ACTIVITY
Retype the data exactly, so that every line matches the original.

LISTED RECORDS
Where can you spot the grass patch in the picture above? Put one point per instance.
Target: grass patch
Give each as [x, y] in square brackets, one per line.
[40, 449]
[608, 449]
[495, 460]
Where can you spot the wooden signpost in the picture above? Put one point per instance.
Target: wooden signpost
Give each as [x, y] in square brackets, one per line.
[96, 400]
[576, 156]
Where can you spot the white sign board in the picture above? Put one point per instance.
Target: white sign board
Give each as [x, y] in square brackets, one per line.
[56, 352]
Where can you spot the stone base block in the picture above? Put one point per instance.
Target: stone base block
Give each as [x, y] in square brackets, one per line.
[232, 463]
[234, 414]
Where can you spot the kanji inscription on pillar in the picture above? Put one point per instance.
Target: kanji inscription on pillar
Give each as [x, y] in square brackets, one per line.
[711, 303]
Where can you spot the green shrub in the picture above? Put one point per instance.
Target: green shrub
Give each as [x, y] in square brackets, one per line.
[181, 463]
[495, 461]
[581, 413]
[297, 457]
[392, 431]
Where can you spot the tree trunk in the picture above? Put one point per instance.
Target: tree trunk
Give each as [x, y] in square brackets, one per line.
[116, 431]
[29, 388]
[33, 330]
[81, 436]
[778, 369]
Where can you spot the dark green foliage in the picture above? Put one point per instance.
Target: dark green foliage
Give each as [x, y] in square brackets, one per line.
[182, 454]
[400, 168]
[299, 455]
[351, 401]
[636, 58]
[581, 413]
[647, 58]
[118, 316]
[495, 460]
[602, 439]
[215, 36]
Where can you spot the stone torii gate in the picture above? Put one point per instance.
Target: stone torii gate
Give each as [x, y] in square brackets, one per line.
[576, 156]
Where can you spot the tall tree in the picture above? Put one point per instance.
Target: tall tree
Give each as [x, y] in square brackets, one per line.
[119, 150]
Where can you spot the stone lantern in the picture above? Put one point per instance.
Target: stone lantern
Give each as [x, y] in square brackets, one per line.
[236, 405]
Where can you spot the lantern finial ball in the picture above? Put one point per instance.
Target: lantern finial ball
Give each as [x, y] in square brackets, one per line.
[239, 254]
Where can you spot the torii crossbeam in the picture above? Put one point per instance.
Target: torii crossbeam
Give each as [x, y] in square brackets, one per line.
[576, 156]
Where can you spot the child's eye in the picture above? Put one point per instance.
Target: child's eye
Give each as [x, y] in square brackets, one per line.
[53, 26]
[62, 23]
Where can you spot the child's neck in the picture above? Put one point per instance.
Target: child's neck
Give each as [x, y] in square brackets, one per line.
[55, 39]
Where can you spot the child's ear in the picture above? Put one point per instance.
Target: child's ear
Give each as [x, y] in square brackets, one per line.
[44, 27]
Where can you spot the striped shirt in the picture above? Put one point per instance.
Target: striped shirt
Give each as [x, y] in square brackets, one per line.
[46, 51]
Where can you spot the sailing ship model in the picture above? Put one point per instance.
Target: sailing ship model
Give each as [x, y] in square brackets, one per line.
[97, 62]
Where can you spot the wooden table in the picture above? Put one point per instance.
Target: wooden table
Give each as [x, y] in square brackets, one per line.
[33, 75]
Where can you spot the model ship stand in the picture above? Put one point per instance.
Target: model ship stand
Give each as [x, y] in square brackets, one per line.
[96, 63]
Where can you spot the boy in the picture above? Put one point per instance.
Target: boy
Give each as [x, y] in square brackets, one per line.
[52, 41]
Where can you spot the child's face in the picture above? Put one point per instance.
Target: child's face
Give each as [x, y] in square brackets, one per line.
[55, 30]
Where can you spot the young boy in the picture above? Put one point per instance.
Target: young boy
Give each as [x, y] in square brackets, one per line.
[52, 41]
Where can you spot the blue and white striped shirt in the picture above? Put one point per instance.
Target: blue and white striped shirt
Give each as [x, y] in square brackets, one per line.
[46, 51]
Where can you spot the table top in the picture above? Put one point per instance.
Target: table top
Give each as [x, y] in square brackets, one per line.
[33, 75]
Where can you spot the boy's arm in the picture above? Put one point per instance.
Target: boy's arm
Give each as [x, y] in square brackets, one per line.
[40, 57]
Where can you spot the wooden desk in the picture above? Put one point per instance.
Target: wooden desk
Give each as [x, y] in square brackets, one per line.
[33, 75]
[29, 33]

EXERCISE RESPONSE
Where can you spot the grass patch in the picture above? Put one point per instance.
Target: grass patch
Give each as [x, y] in square brackets, one per line.
[40, 449]
[608, 449]
[495, 460]
Where can you spot the wooden signpost in the picture above? Put one point per instance.
Target: wooden signpost
Give each as [x, y] in square brackets, one per line.
[96, 400]
[576, 156]
Where can you spot the white sign board in the picture above? Put one point per instance.
Target: white sign board
Give each as [x, y] in square brackets, one per line.
[56, 352]
Where can you spot the stone base block in the picture above? Put one point per instance.
Target: stone base block
Give each as [x, y] in square brackets, one per line.
[232, 463]
[234, 414]
Where can you spot the kanji inscription on pillar in the picture above? Put one point per instance.
Target: kanji inscription on pillar
Give each as [x, y] in square brackets, one per line.
[711, 303]
Where can you spot the green shrub in the picture above? Put one point per instance.
Target: green shrub
Give each as [x, y] in square brackets, one per line.
[181, 463]
[495, 461]
[581, 413]
[297, 457]
[392, 431]
Where can you spot the tree trunk in the picture above? Put one point per instance.
Target: tree trunk
Give each as [x, y] in square brackets, one per line.
[116, 431]
[29, 388]
[33, 330]
[81, 436]
[778, 369]
Where can you spot the dark green foliage in the picture above? Put one point per instance.
Target: dark green foliage
Give each as [x, y] in square brackets, one per line.
[182, 454]
[400, 168]
[299, 455]
[351, 401]
[636, 58]
[581, 413]
[647, 58]
[118, 316]
[495, 460]
[602, 439]
[215, 36]
Where can you spot the stone torii gate in the picture above? Put one point per instance.
Target: stone torii gate
Give each as [x, y] in square brackets, one per line.
[576, 156]
Where can you spot the tall tree in the picture above? Put one point per instance.
Target: tall tree
Give each as [x, y] in square brackets, one per line.
[119, 150]
Where can you spot the stone lantern in the picture above? Put one point per instance.
Target: stone lantern
Give each as [x, y] in square brackets, one per line.
[236, 405]
Where can you spot the lantern finial ball in the picture above? Put one point per instance.
Target: lantern finial ball
Give each as [x, y] in square brackets, one per line.
[239, 254]
Where can you spot the torii crossbeam in the picture above? Put one point per instance.
Target: torii crossbeam
Give each as [x, y] in square brackets, one per line.
[576, 156]
Where can you spot the child's eye in the picture above? Put one point per instance.
Target: child's eye
Give each as [x, y] in square brackets, one per line.
[53, 26]
[62, 23]
Where can you spot the child's neck in the picture above? Put one point per instance.
Target: child's neck
Give each as [x, y] in square brackets, one per line.
[55, 39]
Where can you spot the child's ear in the picture above? Put one point per instance.
Target: child's ear
Give each as [x, y] in square brackets, one per line.
[44, 27]
Where can you spot the striped shirt in the picture above? Put one point per instance.
Target: striped shirt
Give each as [x, y] in square brackets, one per line.
[46, 51]
Where can you spot the sailing ship model in the picture above? Put one point per instance.
Target: sailing ship model
Give each as [x, y] in square brackets, one per line.
[97, 62]
Where can you spot the wooden table in the picture above? Put one point per instance.
Target: wooden table
Give each as [x, y] in square brackets, one per line.
[33, 75]
Where can you spot the model ship stand in the picture above? Put one point per instance.
Target: model ship stand
Give each as [x, y] in square brackets, one per line.
[96, 63]
Where can you spot the boy in the picture above? Put one point per instance.
Target: boy
Give each as [x, y] in square brackets, one per line.
[52, 41]
Where can you spot the child's face in the picture above? Put one point per instance.
Target: child's face
Give each as [x, y] in square brackets, one per line.
[55, 30]
Where can you spot the young boy in the picture above? Put one point per instance.
Target: young boy
Give each as [x, y] in square brackets, one per line.
[52, 41]
Where can you spot the blue and white striped shirt in the picture above? Put one point per instance.
Target: blue and white striped shirt
Give each as [x, y] in square brackets, one per line.
[46, 51]
Where can you spot the table top in the picture above? Put one point per instance.
Target: table top
Give each as [x, y] in square brackets, one per line.
[33, 75]
Where can you spot the boy's arm in the picture above? Put one point per instance.
Target: boy's arm
Give each as [x, y] in square brackets, one per line.
[40, 57]
Where can you spot the wooden desk in the picture above? Put one point per instance.
Target: wooden desk
Give each as [x, y] in square brackets, one per line.
[33, 75]
[29, 33]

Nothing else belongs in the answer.